Task to complete. Transcribe the travel post about the drive to Paestum in full, word for word.

Extract to read.
□ □ □ □ □ □ □

Full Bellies and Open Arms
Last Friday we packed up our apartments and started our journey down south to Calabria, where we would spend the second half of our program. We divided the long drive into two parts and stayed a night in Paestum, in the region of Campania. We arrived at our hotel around 2 P.M. and our teachers gave us the rest of the afternoon to do whatever we wanted. Since the beach was right down the street from our hotel, we headed straight there. It was a beautiful day, not too hot, but that didn’t stop me from swimming in the Mediterranean. It had been too long since I had been swimming in the ocean — it was just what I needed. My friend Tara ended up buying a volleyball, so we spent the rest of the afternoon playing volleyball and soccer in the sand. It was such a relaxing Friday afternoon, and a school day I might add. Hey all of you back in Seattle, how are your midterms going?!

□ □ □ □ □ □ □

Dataset rows.

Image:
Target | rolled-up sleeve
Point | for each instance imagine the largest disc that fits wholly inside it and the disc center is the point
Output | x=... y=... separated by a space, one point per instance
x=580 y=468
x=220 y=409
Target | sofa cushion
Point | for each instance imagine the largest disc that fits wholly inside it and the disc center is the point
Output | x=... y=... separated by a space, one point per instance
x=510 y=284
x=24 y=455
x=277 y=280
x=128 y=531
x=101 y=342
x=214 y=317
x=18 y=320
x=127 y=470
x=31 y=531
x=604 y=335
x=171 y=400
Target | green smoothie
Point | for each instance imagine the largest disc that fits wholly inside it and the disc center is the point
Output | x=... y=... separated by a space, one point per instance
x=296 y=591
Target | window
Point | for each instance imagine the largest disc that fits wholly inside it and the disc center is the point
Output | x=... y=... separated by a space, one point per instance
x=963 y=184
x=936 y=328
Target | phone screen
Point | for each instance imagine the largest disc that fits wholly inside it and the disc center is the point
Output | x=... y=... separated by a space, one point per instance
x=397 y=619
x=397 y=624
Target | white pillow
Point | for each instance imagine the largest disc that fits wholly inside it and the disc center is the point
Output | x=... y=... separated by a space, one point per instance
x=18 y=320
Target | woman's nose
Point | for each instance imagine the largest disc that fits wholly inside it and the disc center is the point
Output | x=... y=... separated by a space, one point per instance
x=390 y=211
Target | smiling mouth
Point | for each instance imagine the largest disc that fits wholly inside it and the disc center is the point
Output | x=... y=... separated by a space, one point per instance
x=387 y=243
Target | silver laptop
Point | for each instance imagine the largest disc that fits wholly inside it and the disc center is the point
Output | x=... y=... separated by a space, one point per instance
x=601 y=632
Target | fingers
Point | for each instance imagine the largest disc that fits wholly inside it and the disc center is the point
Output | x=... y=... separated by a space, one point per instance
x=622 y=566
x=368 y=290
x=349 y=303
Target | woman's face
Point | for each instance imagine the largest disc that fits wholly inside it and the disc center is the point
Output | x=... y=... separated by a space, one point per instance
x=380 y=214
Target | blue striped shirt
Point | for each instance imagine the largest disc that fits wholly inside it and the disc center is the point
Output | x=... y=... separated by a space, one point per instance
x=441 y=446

□ □ □ □ □ □ □

Solution for this problem.
Full Bellies and Open Arms
Last Friday we packed up our apartments and started our journey down south to Calabria, where we would spend the second half of our program. We divided the long drive into two parts and stayed a night in Paestum, in the region of Campania. We arrived at our hotel around 2 P.M. and our teachers gave us the rest of the afternoon to do whatever we wanted. Since the beach was right down the street from our hotel, we headed straight there. It was a beautiful day, not too hot, but that didn’t stop me from swimming in the Mediterranean. It had been too long since I had been swimming in the ocean — it was just what I needed. My friend Tara ended up buying a volleyball, so we spent the rest of the afternoon playing volleyball and soccer in the sand. It was such a relaxing Friday afternoon, and a school day I might add. Hey all of you back in Seattle, how are your midterms going?!